Your task:
Repeat every record below exactly as it appears.

Supplied entries:
· · ·

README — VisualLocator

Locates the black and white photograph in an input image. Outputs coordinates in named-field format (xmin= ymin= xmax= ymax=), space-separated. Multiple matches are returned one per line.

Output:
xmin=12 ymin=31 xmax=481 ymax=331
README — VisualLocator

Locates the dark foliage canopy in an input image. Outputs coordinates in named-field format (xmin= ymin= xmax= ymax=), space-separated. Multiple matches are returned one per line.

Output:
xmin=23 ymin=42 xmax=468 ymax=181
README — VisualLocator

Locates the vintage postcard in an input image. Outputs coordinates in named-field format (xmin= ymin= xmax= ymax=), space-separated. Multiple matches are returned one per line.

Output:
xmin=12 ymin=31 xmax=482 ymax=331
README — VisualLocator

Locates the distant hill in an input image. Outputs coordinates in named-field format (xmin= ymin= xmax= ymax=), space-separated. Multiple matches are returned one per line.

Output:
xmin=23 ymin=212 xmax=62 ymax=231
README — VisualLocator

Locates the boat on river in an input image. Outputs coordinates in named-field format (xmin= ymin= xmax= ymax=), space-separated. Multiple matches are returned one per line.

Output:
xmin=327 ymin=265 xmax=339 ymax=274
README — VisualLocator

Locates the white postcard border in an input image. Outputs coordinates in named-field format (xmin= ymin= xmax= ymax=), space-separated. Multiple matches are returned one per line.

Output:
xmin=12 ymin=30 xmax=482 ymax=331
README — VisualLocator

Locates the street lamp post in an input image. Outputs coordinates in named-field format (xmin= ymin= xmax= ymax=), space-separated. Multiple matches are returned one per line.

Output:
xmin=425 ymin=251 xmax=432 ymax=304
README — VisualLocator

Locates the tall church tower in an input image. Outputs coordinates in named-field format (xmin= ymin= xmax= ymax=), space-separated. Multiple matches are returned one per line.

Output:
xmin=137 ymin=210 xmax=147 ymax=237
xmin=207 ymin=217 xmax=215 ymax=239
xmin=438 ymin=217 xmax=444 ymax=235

· · ·

Problem solution:
README — VisualLocator

Locates the black and white photograph in an input image. Outputs coordinates in named-field format (xmin= ymin= xmax= ymax=), space-separated. Multiple matches are returned one per line.

Output:
xmin=12 ymin=31 xmax=481 ymax=331
README — VisualLocator

Locates the dark foliage canopy in an input image. Outputs coordinates in named-field format (xmin= ymin= xmax= ymax=), space-separated. Multiple matches are returned one per line.

Output:
xmin=23 ymin=42 xmax=468 ymax=181
README — VisualLocator

Locates the vintage postcard in an input image. Outputs coordinates in named-field format (xmin= ymin= xmax= ymax=), space-separated. Multiple matches are returned one per line.

Output:
xmin=12 ymin=31 xmax=482 ymax=331
README — VisualLocator

Locates the distant hill in an input image. Outputs coordinates in named-field format (xmin= ymin= xmax= ymax=), space-separated. Multiple matches are returned one per line.

Output:
xmin=23 ymin=212 xmax=62 ymax=231
README — VisualLocator

Locates the boat on river in an input image. Outputs coordinates in named-field format (xmin= ymin= xmax= ymax=), space-separated. Multiple matches are returned one per line.

Output:
xmin=327 ymin=265 xmax=339 ymax=274
README — VisualLocator

Locates the white postcard border in an input image. Outputs coordinates in named-field format (xmin= ymin= xmax= ymax=), space-separated. Multiple matches are returned one per line.

Output:
xmin=12 ymin=30 xmax=482 ymax=331
README — VisualLocator

Locates the street lamp post in an input image. Outputs coordinates in named-field format (xmin= ymin= xmax= ymax=), space-separated. Multiple matches are returned one per line.

Output:
xmin=425 ymin=251 xmax=432 ymax=304
README — VisualLocator

Locates the tall church tower in an input image. Outputs coordinates in named-field format (xmin= ymin= xmax= ymax=), space-separated. Multiple matches are returned one per line.

Output:
xmin=137 ymin=210 xmax=147 ymax=237
xmin=207 ymin=217 xmax=215 ymax=239
xmin=438 ymin=217 xmax=444 ymax=235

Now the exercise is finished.